## Stated task 1:
In the tutorial on creating users, which argument to useradd creates a home directory for the new user?

## Document passage:
begin

Having reached this stage, after seeing how to manipulate folders/directories, but before flinging ourselves headlong into fiddling with files, we have to brush up on the matter of permissions, users and groups. Luckily, there is already an excellent and comprehensive tutorial on this site that covers permissions, so you should go and read that right now. In a nutshell: you use permissions to establish who can do stuff to files and directories and what they can do with each file and directory — read from it, write to it, move it, erase it, etc.
To try everything this tutorial covers, you’ll need to create a new user on your system. Let’s be practical and make a user for anybody who needs to borrow your computer, that is, what we call a guest account.
WARNING: Creating and especially deleting users, along with home directories, can seriously damage your system if, for example, you remove your own user and files by mistake. You may want to practice on another machine which is not your main work machine or on a virtual machine. Regardless of whether you want to play it safe, or not, it is always a good idea to back up your stuff frequently, check the backups have worked correctly, and save yourself a lot of gnashing of teeth later on.
A New User
You can create a new user with the useradd
command. Run useradd
with superuser/root privileges, that is using sudo
or su
, depending on your system, you can do:
sudo useradd -m guest
… and input your password. Or do:
su -c "useradd -m guest"
… and input the password of root/the superuser.
(For the sake of brevity, we’ll assume from now on that you get superuser/root privileges by using sudo
).
By including the -m
argument, useradd
will create a home directory for the new user. You can see its contents by listing /home/guest.

end

## Input records:

begin

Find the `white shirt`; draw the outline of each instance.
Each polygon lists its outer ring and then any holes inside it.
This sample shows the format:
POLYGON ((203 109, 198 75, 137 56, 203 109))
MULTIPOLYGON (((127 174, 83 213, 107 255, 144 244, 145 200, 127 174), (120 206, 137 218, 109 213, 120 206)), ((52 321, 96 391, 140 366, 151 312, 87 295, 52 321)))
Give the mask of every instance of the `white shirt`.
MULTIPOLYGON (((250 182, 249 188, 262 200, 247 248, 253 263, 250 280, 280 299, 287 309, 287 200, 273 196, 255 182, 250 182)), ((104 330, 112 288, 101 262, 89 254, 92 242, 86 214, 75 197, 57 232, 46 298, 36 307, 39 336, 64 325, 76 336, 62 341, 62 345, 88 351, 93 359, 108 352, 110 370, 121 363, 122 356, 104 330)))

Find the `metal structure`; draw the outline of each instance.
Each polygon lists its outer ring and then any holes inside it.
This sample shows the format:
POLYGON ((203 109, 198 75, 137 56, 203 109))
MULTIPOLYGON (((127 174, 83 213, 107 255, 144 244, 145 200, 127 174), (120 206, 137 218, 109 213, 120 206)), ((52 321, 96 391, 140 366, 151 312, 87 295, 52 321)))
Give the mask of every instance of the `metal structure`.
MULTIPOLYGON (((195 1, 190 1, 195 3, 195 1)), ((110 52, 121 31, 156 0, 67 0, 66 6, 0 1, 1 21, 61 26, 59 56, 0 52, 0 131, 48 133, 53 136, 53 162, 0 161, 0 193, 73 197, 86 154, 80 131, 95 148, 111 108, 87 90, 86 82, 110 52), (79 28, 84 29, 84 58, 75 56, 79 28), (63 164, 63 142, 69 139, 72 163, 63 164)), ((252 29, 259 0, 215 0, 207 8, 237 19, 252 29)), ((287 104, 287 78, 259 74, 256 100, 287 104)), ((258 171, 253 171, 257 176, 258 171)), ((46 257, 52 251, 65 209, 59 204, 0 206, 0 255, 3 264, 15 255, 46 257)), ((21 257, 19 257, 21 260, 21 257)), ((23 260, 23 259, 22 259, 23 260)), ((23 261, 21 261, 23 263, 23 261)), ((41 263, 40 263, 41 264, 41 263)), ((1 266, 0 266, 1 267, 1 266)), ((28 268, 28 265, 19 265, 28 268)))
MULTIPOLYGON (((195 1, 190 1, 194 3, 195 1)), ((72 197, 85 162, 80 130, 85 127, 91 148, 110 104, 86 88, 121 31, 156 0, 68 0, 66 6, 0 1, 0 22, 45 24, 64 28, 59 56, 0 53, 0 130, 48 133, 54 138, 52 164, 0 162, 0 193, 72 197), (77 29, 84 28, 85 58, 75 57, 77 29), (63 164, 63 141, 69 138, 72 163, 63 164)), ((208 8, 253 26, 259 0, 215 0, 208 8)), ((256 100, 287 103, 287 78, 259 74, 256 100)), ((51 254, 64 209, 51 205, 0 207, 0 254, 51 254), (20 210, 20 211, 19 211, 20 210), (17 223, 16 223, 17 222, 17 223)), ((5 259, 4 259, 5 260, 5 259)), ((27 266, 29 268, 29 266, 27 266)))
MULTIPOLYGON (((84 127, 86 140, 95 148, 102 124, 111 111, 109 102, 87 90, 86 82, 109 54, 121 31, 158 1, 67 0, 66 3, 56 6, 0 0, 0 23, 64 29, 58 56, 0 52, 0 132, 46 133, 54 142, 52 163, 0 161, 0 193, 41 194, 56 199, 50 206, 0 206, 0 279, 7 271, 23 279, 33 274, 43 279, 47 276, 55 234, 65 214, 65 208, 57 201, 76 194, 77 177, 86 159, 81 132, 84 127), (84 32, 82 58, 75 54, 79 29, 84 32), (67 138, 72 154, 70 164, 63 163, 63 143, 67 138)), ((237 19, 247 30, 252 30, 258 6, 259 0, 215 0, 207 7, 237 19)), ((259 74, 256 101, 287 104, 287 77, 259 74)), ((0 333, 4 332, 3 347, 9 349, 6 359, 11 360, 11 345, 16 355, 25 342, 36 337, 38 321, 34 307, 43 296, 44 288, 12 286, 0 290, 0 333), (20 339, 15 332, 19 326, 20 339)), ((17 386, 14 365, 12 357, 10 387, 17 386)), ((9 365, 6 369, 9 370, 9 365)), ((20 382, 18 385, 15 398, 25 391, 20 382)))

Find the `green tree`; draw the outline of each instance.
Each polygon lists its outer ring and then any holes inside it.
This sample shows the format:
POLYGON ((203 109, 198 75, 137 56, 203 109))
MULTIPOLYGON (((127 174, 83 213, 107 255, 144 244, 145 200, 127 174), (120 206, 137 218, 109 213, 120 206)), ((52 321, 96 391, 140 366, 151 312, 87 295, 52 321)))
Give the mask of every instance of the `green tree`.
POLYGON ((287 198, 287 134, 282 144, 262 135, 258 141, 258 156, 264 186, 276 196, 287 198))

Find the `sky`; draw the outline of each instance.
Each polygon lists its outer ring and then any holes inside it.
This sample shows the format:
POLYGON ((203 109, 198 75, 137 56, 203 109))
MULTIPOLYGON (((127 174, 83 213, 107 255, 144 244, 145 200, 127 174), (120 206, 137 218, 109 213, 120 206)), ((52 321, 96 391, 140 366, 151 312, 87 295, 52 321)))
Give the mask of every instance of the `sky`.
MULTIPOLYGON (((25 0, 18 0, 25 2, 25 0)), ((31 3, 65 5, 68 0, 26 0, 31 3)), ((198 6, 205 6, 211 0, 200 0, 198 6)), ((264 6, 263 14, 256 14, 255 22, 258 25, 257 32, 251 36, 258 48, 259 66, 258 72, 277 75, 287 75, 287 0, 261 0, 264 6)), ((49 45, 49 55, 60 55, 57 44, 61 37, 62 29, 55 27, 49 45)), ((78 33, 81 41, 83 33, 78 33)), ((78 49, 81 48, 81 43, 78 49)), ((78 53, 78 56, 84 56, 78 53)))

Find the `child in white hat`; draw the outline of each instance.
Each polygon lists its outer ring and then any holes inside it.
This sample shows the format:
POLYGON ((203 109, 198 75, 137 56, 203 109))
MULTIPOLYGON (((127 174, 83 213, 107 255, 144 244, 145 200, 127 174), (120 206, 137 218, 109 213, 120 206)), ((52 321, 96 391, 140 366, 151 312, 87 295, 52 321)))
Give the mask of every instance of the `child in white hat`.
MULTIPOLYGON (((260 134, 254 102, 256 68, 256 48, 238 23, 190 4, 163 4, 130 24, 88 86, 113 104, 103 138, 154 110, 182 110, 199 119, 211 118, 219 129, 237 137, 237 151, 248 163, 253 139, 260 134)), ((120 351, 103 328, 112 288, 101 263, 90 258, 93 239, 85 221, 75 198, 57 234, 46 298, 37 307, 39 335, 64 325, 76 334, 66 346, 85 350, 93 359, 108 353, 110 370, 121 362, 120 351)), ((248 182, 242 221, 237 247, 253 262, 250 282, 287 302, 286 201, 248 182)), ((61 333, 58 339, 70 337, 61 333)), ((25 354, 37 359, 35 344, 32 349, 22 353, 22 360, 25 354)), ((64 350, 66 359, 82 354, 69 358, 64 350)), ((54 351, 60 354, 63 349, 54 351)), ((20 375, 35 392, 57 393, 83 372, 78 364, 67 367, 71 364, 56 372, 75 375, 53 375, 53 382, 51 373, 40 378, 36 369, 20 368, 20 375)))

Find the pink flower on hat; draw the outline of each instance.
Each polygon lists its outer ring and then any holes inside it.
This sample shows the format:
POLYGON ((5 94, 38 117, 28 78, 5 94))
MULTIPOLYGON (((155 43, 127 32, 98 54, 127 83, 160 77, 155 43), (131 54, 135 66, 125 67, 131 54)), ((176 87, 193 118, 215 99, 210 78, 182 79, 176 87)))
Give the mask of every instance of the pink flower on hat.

end

## Stated task 2:
Arrange the entries as a Markdown table with the columns "No." and "Line", starting at the line that contains "Find the pink" and ending at the end of the entries. Number each line in order and skip any blank lines.

## Written solution 1:
The -m argument.

## Written solution 2:
| No. | Line |
|---|---|
| 1 | Find the pink flower on hat; draw the outline of each instance. |
| 2 | Each polygon lists its outer ring and then any holes inside it. |
| 3 | This sample shows the format: |
| 4 | POLYGON ((5 94, 38 117, 28 78, 5 94)) |
| 5 | MULTIPOLYGON (((155 43, 127 32, 98 54, 127 83, 160 77, 155 43), (131 54, 135 66, 125 67, 131 54)), ((176 87, 193 118, 215 99, 210 78, 182 79, 176 87))) |
| 6 | Give the mask of every instance of the pink flower on hat. |